### DATA FOR PROCESSING:
========

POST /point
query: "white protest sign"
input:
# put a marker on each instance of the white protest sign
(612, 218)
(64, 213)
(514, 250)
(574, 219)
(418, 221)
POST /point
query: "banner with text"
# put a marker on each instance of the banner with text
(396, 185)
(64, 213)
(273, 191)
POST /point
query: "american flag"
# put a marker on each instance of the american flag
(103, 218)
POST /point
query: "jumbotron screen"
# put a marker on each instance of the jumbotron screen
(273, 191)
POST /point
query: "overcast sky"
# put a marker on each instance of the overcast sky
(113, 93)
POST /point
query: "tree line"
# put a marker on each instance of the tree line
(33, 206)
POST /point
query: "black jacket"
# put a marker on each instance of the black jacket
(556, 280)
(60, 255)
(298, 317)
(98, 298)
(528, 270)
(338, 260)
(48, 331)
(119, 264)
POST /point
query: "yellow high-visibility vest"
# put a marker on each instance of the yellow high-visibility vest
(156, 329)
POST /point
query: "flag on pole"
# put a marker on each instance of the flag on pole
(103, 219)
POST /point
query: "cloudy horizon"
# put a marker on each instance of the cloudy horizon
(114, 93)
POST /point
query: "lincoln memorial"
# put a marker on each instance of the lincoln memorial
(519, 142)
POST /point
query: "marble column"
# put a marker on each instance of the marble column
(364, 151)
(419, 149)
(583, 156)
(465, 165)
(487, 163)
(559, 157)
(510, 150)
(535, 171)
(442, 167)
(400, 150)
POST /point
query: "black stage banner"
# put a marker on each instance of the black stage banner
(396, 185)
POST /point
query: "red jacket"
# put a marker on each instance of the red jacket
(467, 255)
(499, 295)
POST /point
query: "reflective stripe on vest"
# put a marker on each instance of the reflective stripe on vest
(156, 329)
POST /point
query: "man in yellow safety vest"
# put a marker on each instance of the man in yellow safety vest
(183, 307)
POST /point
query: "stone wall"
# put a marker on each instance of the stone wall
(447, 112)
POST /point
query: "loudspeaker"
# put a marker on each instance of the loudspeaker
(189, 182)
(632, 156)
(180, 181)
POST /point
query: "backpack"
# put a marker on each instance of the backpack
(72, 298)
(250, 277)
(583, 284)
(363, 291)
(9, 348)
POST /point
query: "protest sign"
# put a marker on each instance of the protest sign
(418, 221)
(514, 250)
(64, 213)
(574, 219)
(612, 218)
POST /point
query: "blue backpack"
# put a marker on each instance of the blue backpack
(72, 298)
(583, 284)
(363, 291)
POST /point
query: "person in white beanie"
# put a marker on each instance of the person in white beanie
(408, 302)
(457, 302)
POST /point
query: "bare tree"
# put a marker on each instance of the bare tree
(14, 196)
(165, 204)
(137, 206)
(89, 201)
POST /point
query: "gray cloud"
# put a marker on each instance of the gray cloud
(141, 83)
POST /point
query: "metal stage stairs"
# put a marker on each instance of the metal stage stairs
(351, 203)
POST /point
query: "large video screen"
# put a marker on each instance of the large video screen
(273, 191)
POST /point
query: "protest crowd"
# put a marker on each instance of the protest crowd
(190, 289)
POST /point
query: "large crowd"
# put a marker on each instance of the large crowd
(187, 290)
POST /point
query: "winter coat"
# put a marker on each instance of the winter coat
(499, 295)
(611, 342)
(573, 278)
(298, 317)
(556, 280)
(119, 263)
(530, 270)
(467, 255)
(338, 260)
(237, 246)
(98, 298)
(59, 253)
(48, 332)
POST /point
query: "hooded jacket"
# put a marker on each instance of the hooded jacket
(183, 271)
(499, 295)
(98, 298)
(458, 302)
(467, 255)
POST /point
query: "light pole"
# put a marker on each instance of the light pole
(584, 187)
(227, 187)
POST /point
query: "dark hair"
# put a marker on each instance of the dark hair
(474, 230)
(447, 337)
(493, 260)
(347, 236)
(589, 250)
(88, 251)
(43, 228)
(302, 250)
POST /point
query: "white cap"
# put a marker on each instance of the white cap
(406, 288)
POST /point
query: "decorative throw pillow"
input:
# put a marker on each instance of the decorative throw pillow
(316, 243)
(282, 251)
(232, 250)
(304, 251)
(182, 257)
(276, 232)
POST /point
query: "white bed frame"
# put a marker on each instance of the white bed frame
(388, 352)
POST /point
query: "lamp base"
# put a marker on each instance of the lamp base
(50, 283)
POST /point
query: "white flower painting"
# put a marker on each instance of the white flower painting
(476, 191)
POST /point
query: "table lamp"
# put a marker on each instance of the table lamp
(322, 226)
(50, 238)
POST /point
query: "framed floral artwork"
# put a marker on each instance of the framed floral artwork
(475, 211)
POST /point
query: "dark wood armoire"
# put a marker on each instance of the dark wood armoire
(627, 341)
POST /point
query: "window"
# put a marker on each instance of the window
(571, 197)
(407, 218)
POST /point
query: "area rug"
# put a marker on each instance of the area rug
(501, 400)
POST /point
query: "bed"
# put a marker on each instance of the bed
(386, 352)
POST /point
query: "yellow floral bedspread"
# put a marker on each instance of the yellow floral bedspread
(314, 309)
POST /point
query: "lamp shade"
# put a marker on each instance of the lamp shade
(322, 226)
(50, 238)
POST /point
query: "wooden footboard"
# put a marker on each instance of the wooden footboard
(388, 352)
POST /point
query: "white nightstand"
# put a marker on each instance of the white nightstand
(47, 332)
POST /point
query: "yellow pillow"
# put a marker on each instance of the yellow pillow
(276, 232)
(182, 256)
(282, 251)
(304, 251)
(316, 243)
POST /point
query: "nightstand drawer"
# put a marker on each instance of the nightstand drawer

========

### YOUR GOAL:
What is needed is a word-for-word copy of all the entries.

### ANSWER BOX:
POST /point
query: "white protest sign"
input:
# put a marker on each instance of the white protest sign
(612, 218)
(64, 213)
(514, 250)
(574, 219)
(418, 221)
POST /point
query: "banner with text"
# put a marker on each instance of the banner with text
(396, 185)
(64, 213)
(273, 191)
POST /point
query: "american flag"
# put a marker on each instance of the american flag
(103, 218)
POST /point
query: "jumbotron screen"
# put a marker on each instance of the jumbotron screen
(273, 191)
POST /point
query: "overcast sky"
# put a marker on each instance of the overcast sky
(113, 93)
POST /point
query: "tree line"
# put a marker on each instance of the tree line
(33, 206)
POST /point
query: "black jacket"
# put a marker on each instance of the black jacket
(556, 280)
(60, 255)
(298, 317)
(98, 298)
(528, 270)
(338, 260)
(48, 331)
(119, 264)
POST /point
query: "yellow high-visibility vest"
# put a marker on each instance of the yellow high-visibility vest
(156, 329)
POST /point
query: "flag on pole"
# put a marker on each instance of the flag on pole
(103, 219)
POST /point
query: "cloudy horizon"
# put a marker on each instance of the cloudy horizon
(114, 93)
POST /point
query: "lincoln memorial"
# put a marker on each instance of the lincoln memorial
(519, 142)
POST /point
query: "marble column"
# put a marker on each instance of the marble column
(364, 151)
(419, 149)
(583, 156)
(465, 165)
(487, 163)
(559, 157)
(510, 150)
(535, 171)
(442, 167)
(400, 150)
POST /point
query: "black stage banner"
# put a marker on each instance of the black stage banner
(396, 185)
POST /point
query: "red jacket"
# put a marker on each instance of the red jacket
(467, 255)
(499, 295)
POST /point
query: "reflective stripe on vest"
# put a marker on each instance of the reflective stripe on vest
(156, 329)
POST /point
query: "man in yellow safety vest"
# put a marker on each instance of the man in yellow safety vest
(183, 307)
POST /point
query: "stone wall"
# put a marker on each instance of the stone wall
(447, 112)
POST /point
query: "loudspeaker"
# put a marker on each instance of the loudspeaker
(189, 182)
(632, 156)
(180, 181)
POST /point
query: "backpack"
# put a marker on each instance of the backpack
(72, 298)
(250, 277)
(583, 284)
(363, 291)
(9, 348)
POST /point
query: "protest sign"
# put a marker on each instance of the protest sign
(418, 221)
(514, 250)
(64, 213)
(574, 219)
(612, 218)
POST /point
query: "blue backpack"
# put a marker on each instance of the blue backpack
(72, 298)
(583, 284)
(363, 291)
POST /point
query: "person in white beanie"
# put a marker on each instance of the person in white beanie
(408, 302)
(457, 302)
POST /point
query: "bare tree"
# put a marker on each instance of the bare tree
(14, 196)
(165, 204)
(137, 206)
(89, 201)
POST /point
query: "gray cloud"
# put a marker on each instance of the gray cloud
(141, 83)
POST /point
query: "metal stage stairs"
# put a marker on each instance of the metal stage stairs
(351, 203)
POST /point
query: "large video screen"
# put a marker on each instance of the large video screen
(273, 191)
POST /point
query: "protest crowd"
# put a marker on each instance of the protest crowd
(190, 289)
POST /point
query: "large crowd"
# put a marker on each instance of the large crowd
(187, 290)
POST /point
query: "winter coat"
# put a marker on each instance of the winter coat
(499, 295)
(611, 342)
(573, 278)
(298, 317)
(556, 280)
(119, 263)
(530, 270)
(467, 255)
(338, 260)
(237, 246)
(98, 298)
(59, 253)
(48, 332)
POST /point
query: "hooded jacket"
# put a marker on each instance of the hooded jacket
(183, 271)
(499, 295)
(98, 298)
(458, 302)
(467, 255)
POST /point
query: "light pole"
# put a marker on each instance of the light pole
(584, 187)
(227, 187)
POST /point
query: "dark hair"
# put a marker on each instance of the dark hair
(474, 230)
(447, 337)
(493, 260)
(347, 236)
(589, 250)
(88, 251)
(43, 228)
(302, 250)
POST /point
query: "white cap"
# put a marker on each instance of the white cap
(406, 288)
POST /point
query: "decorative throw pillow"
input:
# put a marker on each instance of the decorative throw pillow
(316, 243)
(282, 251)
(232, 250)
(304, 251)
(182, 257)
(276, 232)
POST /point
query: "white bed frame"
# put a marker on each instance of the white bed frame
(388, 352)
POST /point
query: "lamp base"
# put a marker on each instance of the lamp base
(50, 283)
POST /point
query: "white flower painting"
# put a marker on each instance of the white flower painting
(476, 191)
POST /point
query: "table lamp"
# put a marker on each instance of the table lamp
(322, 226)
(50, 238)
POST /point
query: "framed floral artwork"
# put a marker on each instance of the framed floral artwork
(475, 211)
POST /point
query: "dark wood armoire"
# put a marker on each instance of the dark wood armoire
(627, 341)
POST /point
query: "window"
# put a marker on each instance of the window
(571, 197)
(407, 218)
POST /point
query: "area rug"
# put a marker on each instance of the area rug
(501, 400)
POST /point
query: "bed"
# put a marker on each instance of the bed
(386, 352)
POST /point
query: "yellow floral bedspread"
# put a marker on each instance of the yellow floral bedspread
(314, 309)
POST /point
query: "lamp shade"
# put a marker on each instance of the lamp shade
(322, 226)
(50, 238)
POST /point
query: "wooden footboard"
# put a marker on each instance of the wooden footboard
(388, 352)
POST /point
query: "white nightstand"
# put a marker on each instance of the white nightstand
(47, 332)
POST /point
query: "yellow pillow"
# put a marker on each instance of the yellow pillow
(276, 232)
(182, 256)
(282, 251)
(304, 251)
(316, 243)
POST /point
query: "nightstand drawer"
# put a marker on each instance of the nightstand drawer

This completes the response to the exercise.